> _Set exercise_:
Copy everything from the line containing "Where can the white snow" down to the last line of the data below, reproducing each line unchanged.

# START OF Listing

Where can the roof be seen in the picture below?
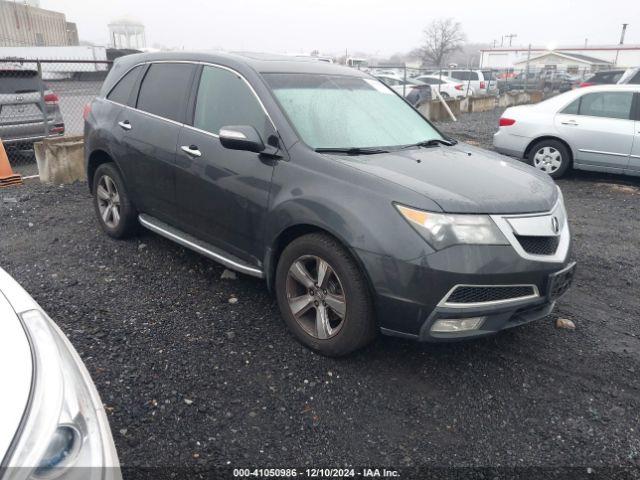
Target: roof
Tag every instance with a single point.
(259, 62)
(572, 56)
(574, 48)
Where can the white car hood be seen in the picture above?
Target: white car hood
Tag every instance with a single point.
(16, 369)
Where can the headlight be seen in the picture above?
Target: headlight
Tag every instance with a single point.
(441, 230)
(65, 425)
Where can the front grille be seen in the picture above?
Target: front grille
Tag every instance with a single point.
(539, 245)
(472, 294)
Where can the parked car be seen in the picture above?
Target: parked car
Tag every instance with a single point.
(447, 87)
(414, 91)
(593, 128)
(359, 214)
(480, 82)
(630, 77)
(614, 77)
(22, 121)
(52, 418)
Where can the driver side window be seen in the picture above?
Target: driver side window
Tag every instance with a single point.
(225, 99)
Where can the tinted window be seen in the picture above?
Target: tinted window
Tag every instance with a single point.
(572, 108)
(606, 77)
(338, 111)
(164, 89)
(122, 91)
(607, 104)
(19, 81)
(225, 99)
(464, 75)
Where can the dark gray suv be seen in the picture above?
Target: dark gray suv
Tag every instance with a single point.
(359, 214)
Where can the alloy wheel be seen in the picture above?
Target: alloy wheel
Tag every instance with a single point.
(547, 159)
(108, 201)
(316, 297)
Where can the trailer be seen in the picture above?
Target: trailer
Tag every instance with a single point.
(74, 61)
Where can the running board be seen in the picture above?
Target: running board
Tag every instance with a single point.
(203, 248)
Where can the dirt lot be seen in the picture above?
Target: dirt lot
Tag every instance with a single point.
(189, 378)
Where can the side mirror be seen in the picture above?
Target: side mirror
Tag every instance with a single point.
(241, 137)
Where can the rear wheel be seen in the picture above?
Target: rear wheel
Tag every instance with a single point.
(323, 296)
(550, 156)
(116, 214)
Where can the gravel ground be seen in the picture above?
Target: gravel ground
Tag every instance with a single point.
(189, 378)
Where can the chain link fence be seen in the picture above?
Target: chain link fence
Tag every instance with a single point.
(43, 99)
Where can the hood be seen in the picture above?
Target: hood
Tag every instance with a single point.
(15, 373)
(464, 179)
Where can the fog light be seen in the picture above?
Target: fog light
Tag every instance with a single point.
(457, 325)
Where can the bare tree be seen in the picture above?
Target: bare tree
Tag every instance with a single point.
(441, 38)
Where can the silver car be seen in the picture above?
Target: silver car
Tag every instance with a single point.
(23, 99)
(594, 128)
(52, 420)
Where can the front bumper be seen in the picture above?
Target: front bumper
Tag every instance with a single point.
(502, 285)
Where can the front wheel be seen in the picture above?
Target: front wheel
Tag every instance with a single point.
(323, 296)
(551, 157)
(115, 212)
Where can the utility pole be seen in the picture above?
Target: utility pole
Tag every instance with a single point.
(511, 36)
(624, 30)
(526, 72)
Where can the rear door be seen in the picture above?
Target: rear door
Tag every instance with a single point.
(600, 129)
(634, 159)
(150, 135)
(223, 194)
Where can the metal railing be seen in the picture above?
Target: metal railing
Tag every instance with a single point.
(44, 98)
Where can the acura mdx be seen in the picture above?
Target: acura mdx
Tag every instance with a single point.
(360, 215)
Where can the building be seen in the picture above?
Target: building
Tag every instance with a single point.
(566, 58)
(127, 33)
(27, 25)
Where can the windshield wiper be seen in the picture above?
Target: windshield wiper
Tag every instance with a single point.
(352, 150)
(432, 143)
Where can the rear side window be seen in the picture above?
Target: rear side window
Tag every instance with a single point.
(122, 91)
(19, 81)
(164, 90)
(225, 99)
(607, 104)
(608, 78)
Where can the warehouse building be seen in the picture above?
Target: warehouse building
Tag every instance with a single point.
(569, 58)
(27, 25)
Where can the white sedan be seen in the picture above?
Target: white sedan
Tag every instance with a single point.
(448, 87)
(51, 416)
(594, 128)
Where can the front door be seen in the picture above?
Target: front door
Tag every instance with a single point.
(599, 128)
(223, 194)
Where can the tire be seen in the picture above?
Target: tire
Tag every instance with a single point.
(109, 192)
(341, 335)
(550, 156)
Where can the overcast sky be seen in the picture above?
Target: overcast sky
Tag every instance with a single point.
(331, 26)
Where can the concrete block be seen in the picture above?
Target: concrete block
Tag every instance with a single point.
(60, 160)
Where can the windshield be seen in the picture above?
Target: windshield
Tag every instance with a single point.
(334, 111)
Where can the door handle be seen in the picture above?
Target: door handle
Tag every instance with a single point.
(191, 150)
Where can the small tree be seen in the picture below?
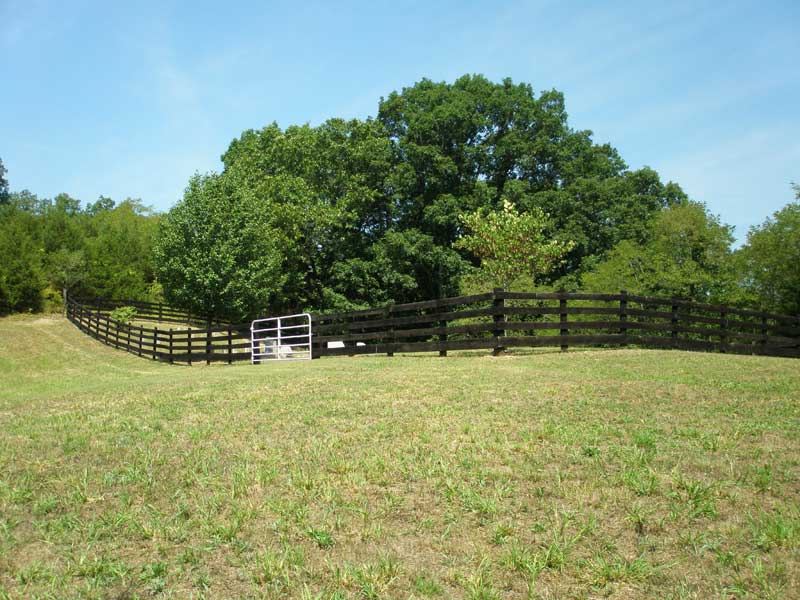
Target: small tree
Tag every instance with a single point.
(770, 261)
(65, 270)
(512, 247)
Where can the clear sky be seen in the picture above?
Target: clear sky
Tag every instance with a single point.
(130, 99)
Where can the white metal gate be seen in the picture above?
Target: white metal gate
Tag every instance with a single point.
(281, 338)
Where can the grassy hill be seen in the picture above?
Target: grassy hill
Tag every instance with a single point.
(624, 473)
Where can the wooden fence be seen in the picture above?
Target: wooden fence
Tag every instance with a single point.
(211, 341)
(495, 321)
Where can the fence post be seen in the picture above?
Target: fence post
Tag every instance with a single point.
(208, 341)
(389, 316)
(562, 305)
(674, 323)
(723, 333)
(498, 304)
(230, 346)
(442, 336)
(623, 317)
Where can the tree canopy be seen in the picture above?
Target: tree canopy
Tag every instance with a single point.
(450, 186)
(363, 212)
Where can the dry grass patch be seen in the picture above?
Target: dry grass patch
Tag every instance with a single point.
(624, 473)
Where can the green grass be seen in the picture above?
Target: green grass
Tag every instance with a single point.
(621, 473)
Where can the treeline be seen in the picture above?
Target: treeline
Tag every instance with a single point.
(419, 202)
(49, 246)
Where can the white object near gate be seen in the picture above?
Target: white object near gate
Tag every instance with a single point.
(281, 338)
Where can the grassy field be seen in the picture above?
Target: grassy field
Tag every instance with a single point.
(624, 473)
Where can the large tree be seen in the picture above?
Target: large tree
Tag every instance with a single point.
(686, 253)
(769, 263)
(364, 212)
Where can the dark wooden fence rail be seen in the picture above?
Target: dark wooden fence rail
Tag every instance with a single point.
(224, 342)
(493, 321)
(501, 319)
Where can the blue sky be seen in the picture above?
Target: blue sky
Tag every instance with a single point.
(130, 99)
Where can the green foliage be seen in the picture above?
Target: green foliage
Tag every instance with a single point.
(768, 262)
(511, 245)
(218, 253)
(53, 245)
(358, 213)
(686, 254)
(124, 314)
(3, 184)
(66, 268)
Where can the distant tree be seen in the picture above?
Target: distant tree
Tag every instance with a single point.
(65, 269)
(770, 261)
(21, 280)
(119, 247)
(103, 203)
(512, 246)
(687, 254)
(3, 184)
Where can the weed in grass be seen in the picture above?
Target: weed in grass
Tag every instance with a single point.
(698, 542)
(645, 440)
(100, 570)
(427, 586)
(211, 481)
(34, 572)
(774, 530)
(696, 497)
(642, 481)
(321, 537)
(618, 569)
(154, 576)
(479, 585)
(590, 451)
(501, 532)
(762, 478)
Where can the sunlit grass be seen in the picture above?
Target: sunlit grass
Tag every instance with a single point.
(535, 475)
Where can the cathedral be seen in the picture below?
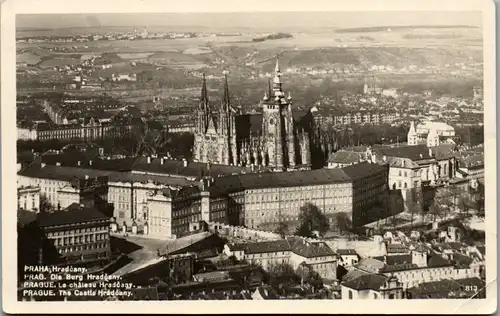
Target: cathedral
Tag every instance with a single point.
(276, 138)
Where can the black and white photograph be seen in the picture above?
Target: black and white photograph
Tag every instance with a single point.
(251, 154)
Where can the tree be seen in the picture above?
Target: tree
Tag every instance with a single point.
(436, 210)
(311, 219)
(282, 229)
(414, 204)
(282, 276)
(314, 279)
(344, 223)
(464, 205)
(150, 142)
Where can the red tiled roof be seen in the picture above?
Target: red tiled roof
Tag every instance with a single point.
(73, 214)
(367, 282)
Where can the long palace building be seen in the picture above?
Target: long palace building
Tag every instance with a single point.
(277, 138)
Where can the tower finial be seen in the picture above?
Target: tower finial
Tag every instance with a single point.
(277, 67)
(204, 95)
(226, 91)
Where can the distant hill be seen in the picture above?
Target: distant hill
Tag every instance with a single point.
(272, 37)
(400, 27)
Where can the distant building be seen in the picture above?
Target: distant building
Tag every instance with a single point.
(372, 286)
(431, 133)
(478, 93)
(28, 198)
(89, 129)
(420, 266)
(295, 251)
(338, 117)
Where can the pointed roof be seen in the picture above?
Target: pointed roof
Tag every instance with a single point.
(432, 134)
(412, 128)
(226, 101)
(204, 94)
(212, 126)
(277, 71)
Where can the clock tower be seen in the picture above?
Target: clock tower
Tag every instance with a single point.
(274, 110)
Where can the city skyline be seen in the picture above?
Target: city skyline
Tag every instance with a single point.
(274, 19)
(253, 152)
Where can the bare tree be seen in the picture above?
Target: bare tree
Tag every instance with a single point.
(414, 204)
(150, 142)
(311, 219)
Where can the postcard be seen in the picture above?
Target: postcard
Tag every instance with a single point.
(193, 156)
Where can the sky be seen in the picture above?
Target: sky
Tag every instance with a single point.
(251, 20)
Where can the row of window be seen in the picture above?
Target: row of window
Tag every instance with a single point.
(83, 247)
(65, 241)
(78, 231)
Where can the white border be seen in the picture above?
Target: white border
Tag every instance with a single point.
(8, 116)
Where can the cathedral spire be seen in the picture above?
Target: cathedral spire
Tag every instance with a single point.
(277, 71)
(226, 93)
(269, 88)
(277, 79)
(204, 95)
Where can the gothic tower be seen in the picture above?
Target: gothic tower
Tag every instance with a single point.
(432, 138)
(412, 135)
(274, 123)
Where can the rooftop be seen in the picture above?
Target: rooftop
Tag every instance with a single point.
(366, 282)
(73, 214)
(236, 183)
(296, 245)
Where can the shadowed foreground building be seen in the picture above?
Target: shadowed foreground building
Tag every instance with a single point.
(263, 200)
(80, 234)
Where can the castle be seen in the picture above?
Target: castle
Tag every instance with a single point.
(277, 138)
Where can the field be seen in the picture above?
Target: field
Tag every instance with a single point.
(415, 46)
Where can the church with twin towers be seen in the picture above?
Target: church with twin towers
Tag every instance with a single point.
(276, 138)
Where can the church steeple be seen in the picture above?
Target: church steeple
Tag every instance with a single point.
(204, 103)
(226, 101)
(412, 135)
(277, 79)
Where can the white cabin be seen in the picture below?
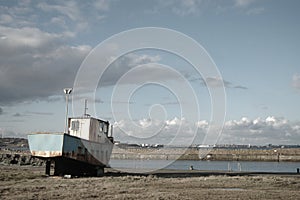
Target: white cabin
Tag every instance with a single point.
(89, 128)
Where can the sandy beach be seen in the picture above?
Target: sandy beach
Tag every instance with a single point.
(27, 182)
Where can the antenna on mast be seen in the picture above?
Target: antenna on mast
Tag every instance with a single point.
(85, 109)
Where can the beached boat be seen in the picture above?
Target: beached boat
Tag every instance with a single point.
(84, 149)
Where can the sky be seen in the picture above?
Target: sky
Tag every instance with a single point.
(153, 95)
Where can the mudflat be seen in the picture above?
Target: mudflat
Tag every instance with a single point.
(27, 182)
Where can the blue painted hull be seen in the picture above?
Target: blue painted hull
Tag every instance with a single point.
(66, 147)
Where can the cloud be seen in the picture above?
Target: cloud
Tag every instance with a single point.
(36, 64)
(215, 82)
(173, 131)
(243, 3)
(54, 15)
(261, 131)
(255, 11)
(296, 81)
(128, 62)
(258, 131)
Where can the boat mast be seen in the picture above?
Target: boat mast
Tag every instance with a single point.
(67, 91)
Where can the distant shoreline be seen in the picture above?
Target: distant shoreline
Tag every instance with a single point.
(277, 155)
(15, 150)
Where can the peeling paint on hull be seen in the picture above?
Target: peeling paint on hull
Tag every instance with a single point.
(66, 147)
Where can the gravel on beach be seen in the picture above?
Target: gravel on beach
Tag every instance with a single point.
(27, 182)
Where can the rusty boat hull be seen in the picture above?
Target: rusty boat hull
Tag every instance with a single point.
(71, 154)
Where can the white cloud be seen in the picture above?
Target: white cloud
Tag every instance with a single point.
(36, 64)
(296, 81)
(258, 131)
(243, 3)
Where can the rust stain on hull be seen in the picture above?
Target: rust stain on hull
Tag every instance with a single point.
(46, 154)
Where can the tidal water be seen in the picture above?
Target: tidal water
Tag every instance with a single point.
(244, 166)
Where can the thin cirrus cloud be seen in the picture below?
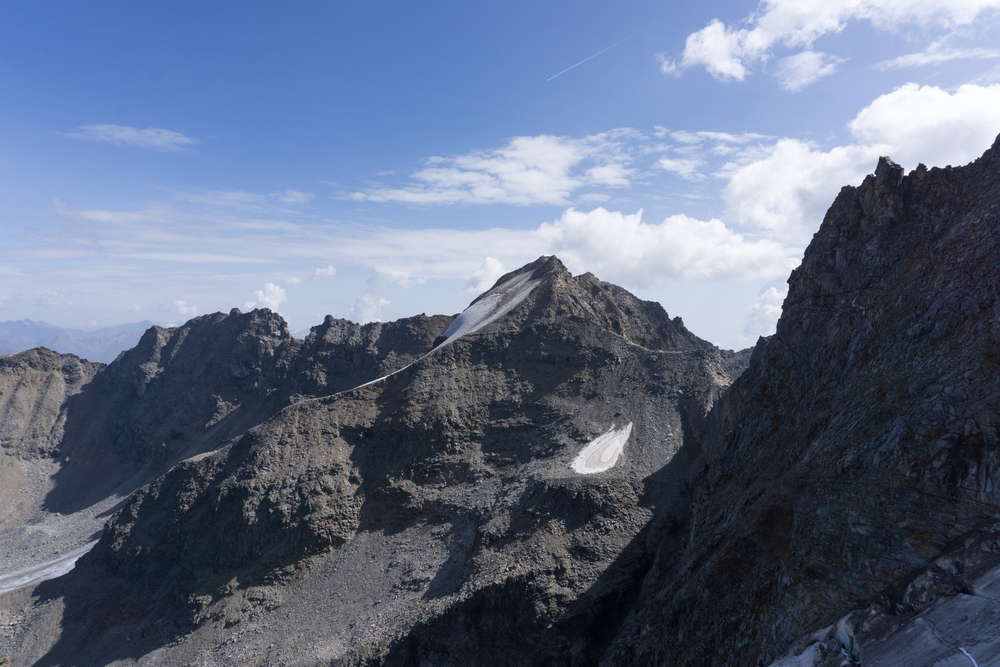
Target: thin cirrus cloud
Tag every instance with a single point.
(796, 72)
(729, 53)
(123, 135)
(527, 171)
(936, 53)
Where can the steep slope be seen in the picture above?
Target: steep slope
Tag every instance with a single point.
(35, 388)
(431, 514)
(861, 444)
(97, 345)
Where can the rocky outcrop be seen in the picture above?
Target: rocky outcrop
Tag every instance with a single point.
(861, 444)
(393, 520)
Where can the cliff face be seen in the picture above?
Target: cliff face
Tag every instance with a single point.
(861, 443)
(544, 479)
(394, 493)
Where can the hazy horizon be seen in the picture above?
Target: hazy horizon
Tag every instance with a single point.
(378, 161)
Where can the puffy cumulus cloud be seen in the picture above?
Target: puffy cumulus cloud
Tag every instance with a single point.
(686, 168)
(937, 53)
(123, 135)
(484, 277)
(368, 307)
(622, 248)
(528, 170)
(185, 308)
(788, 190)
(763, 316)
(796, 72)
(728, 52)
(930, 125)
(50, 298)
(789, 186)
(271, 297)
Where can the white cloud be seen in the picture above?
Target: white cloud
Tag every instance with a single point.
(796, 72)
(935, 54)
(788, 188)
(763, 316)
(244, 199)
(622, 248)
(788, 191)
(368, 307)
(728, 53)
(327, 272)
(9, 301)
(271, 297)
(123, 135)
(185, 308)
(484, 277)
(528, 170)
(683, 167)
(930, 125)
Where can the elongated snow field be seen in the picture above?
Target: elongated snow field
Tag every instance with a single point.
(603, 452)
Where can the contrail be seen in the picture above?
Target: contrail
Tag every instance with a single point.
(605, 50)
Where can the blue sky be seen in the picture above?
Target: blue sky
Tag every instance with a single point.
(376, 160)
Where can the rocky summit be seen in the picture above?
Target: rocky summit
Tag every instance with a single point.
(560, 475)
(467, 490)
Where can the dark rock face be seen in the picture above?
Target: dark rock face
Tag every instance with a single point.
(412, 493)
(861, 443)
(34, 386)
(433, 511)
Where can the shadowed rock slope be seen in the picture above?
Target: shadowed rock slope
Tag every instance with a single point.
(860, 445)
(388, 494)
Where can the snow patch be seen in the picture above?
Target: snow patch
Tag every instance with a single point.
(35, 574)
(603, 452)
(494, 304)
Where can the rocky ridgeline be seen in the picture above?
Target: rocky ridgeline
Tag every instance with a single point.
(381, 494)
(861, 444)
(410, 493)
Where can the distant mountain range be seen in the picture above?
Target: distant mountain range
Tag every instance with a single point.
(97, 345)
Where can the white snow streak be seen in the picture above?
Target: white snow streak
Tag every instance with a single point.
(494, 304)
(36, 574)
(969, 656)
(603, 452)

# END OF Listing

> _Written answer_:
Where can the white snow streak be seen in the picture above?
Target: white snow streak
Tag every instance with a single point.
(494, 304)
(36, 574)
(969, 656)
(603, 452)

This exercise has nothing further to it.